Material for this exercise —
Start of Block
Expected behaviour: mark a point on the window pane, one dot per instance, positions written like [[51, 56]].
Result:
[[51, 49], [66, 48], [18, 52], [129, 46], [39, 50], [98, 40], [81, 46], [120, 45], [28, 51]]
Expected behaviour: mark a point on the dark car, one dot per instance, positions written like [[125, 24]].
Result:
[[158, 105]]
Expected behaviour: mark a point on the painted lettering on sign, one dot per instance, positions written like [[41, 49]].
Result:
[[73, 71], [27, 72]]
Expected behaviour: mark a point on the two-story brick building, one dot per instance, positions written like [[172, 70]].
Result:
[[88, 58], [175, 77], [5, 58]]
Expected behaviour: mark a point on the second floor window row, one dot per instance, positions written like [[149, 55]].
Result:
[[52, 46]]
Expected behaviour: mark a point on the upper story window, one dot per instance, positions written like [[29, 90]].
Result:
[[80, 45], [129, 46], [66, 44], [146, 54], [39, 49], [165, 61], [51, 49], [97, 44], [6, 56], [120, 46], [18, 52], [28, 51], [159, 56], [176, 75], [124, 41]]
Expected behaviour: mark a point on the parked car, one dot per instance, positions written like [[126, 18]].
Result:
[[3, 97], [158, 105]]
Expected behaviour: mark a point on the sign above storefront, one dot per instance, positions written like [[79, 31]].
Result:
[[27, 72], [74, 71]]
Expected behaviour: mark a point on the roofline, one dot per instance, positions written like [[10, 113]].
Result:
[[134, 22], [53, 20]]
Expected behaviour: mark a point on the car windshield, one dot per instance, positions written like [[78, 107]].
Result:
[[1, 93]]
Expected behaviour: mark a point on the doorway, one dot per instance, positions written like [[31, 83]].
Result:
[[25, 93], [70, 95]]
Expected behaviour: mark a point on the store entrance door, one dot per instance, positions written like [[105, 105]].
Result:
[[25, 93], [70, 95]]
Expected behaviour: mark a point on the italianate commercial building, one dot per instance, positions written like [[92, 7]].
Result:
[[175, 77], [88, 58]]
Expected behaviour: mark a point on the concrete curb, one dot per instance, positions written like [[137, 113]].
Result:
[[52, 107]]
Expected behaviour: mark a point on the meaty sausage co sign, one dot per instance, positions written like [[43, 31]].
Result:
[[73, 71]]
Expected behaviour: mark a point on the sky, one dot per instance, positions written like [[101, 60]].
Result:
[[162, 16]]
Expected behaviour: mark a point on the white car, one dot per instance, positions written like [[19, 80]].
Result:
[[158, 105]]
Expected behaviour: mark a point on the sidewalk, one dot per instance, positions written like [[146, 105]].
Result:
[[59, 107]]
End of Block
Exercise —
Return every line of the records in which the word "building" is found.

Finished exercise —
Expected behaviour: mark a point on the two-story brick building, one dot per instance, positions written like [[172, 70]].
Expected behaviour: mark a point on the italianate commercial building, one dot per instance, positions written like [[92, 7]].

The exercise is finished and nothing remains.